YOUR GOAL> Render every item below as a numbered list of its lines, omitting any blank lines. Leave the pictures out of the list.

ITEMS>
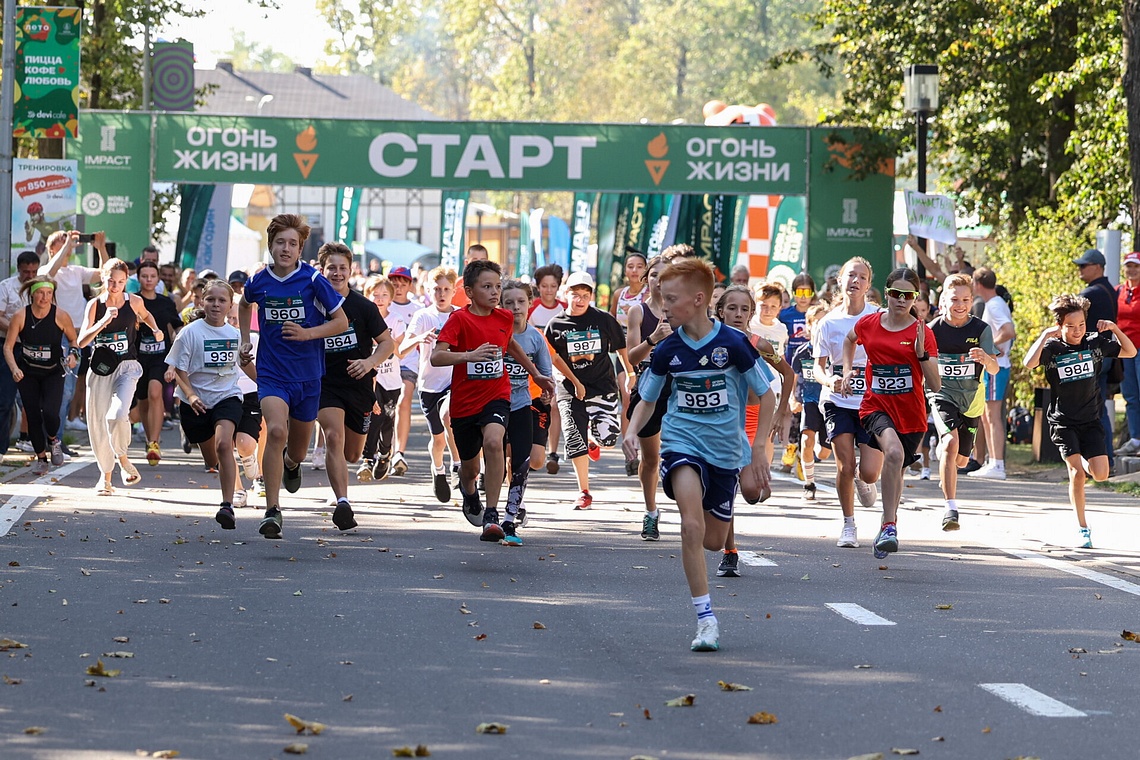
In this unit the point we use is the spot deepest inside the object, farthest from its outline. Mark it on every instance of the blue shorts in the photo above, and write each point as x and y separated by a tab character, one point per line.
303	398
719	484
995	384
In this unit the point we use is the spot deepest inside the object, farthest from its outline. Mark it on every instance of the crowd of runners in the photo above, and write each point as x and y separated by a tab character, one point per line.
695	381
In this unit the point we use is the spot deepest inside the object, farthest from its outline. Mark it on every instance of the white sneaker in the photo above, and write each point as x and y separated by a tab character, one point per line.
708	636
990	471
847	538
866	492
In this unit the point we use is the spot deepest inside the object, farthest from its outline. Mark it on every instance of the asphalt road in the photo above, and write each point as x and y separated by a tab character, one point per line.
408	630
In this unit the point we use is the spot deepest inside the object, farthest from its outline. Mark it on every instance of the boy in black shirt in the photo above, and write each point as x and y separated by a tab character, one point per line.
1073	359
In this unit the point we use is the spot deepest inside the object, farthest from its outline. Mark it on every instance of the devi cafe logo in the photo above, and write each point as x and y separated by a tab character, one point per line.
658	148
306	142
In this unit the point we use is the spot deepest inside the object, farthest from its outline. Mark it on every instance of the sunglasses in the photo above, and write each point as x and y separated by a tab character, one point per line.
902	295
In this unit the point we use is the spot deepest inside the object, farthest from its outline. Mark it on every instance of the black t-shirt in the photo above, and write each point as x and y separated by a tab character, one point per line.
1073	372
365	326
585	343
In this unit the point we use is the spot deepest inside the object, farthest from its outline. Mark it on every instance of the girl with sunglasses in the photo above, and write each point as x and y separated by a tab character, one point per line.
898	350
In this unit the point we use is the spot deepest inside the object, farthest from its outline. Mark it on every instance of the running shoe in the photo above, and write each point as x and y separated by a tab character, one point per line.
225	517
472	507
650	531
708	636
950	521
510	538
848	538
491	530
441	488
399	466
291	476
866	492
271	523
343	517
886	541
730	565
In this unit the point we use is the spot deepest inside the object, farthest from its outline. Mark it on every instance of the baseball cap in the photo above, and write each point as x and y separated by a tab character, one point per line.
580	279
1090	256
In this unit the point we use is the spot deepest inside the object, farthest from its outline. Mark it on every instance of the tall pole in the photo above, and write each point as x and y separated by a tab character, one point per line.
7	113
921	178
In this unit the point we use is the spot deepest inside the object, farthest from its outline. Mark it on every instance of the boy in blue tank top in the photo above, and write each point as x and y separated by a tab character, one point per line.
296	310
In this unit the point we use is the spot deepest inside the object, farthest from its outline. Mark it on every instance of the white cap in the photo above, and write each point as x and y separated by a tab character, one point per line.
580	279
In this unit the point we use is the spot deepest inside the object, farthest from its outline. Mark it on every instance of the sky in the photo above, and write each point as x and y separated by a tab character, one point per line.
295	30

OUTPUT>
1. In this unit the point we use is the spot deepest inside the object, farthest from its outline. Mark it on every instance of the blue shorts in the photo above, and write each point as x and y separated by a tab character, one point per line.
2. 303	398
3. 719	484
4. 995	384
5. In this unit the point we use is the spot deepest inside the object, farthest from its outline. Mark it on every instance of the crowd of runners in the photo above, and write each point as x and y separated by a tab character, one point per line.
6. 695	381
7. In this unit the point we use is the spot deepest inside the object, farthest from its outline. Mark it on every instance of the white sneaker in the photo above, and write each point as x and y separated by a tab character, one point per line.
8. 708	636
9. 990	471
10. 847	538
11. 866	492
12. In this unit the point we use is the spot deepest inside the object, farthest from its outline. Mark it on every instance of the asphalt road in the photo above, and write each point as x and y separated by a tab character, one point per line.
13. 408	630
14. In this unit the point we use is the spot deepest inside the object, farthest from its outline. Mark it on every instance of the boy in black shirt in the photo above, and write each point as x and y separated by a tab character, one point per line.
15. 1073	359
16. In this unit the point we use is the spot deepest inside the object, farthest from its outline. Mark it on every instance of the devi cafe logo in the photo above, and write each point as x and y separated by a tab character, one point per line.
17. 658	148
18. 306	142
19. In this unit the point we use is the spot deepest inside the object, farthest from its outline. Mark it on every instance of the sunglasses in the photo above, and write each point as x and y separated by a tab character, one point per line.
20. 902	295
21. In this unit the point we use is the spot deepest inside the object, farthest from its outline. Mark it on every instance of the black t-shirt in the photo above, and write each point as x and y separated by a tab character, one point per line.
22. 1073	372
23. 365	326
24. 585	343
25. In this unit the point we use is the spot deepest inside the object, farthest from its outline. Mark it on every instance of the girl with sunglasses in the photo above, and write each point as x and y separated by a tab character, one point per line.
26. 898	350
27. In this unit the point we use is the spot deepest inside the object, farthest from its outline. Mark it on every instance of the running shoe in the photo above, and write each point as x and y separated by a tab character, one point per line.
28. 225	517
29. 472	507
30. 650	531
31. 708	636
32. 950	521
33. 510	538
34. 848	538
35. 491	530
36. 441	488
37. 399	466
38. 291	476
39. 866	492
40. 271	523
41. 343	517
42. 886	541
43. 730	565
44. In this unit the point we use is the spot deepest inside the object, farthest from its outline. Mark it on every instance of the baseball cap in the photo above, and write each point as x and y separated by a tab character, one point per line.
45. 580	279
46. 1090	256
47. In this unit the point we use is the spot deepest inside the object, farthest from its outline. Mark it on every instance of the tall pole in the photo above, and write each point as x and y separated by a tab character, one point per line.
48. 7	113
49. 921	178
50. In this unit the point we use is the spot deepest inside the object, farthest from its outline. Mark it on every instance of the boy in blue tank top in the photo above, and write each point as x and y separated by a tab character, one point per line.
51. 296	310
52. In this unit the point we use is the spot deepest inside the object, farthest from its outline. Mark it on every instance of the white cap in the photo above, and write each point as x and y separated by a tab character, one point per line.
53. 580	279
54. In this unit the point we use is the spot deepest inside the object, farthest from its outline. Mark it on every instance of the sky in the photo above, and write each point as x and y separated by a tab character, one point per line.
55. 295	30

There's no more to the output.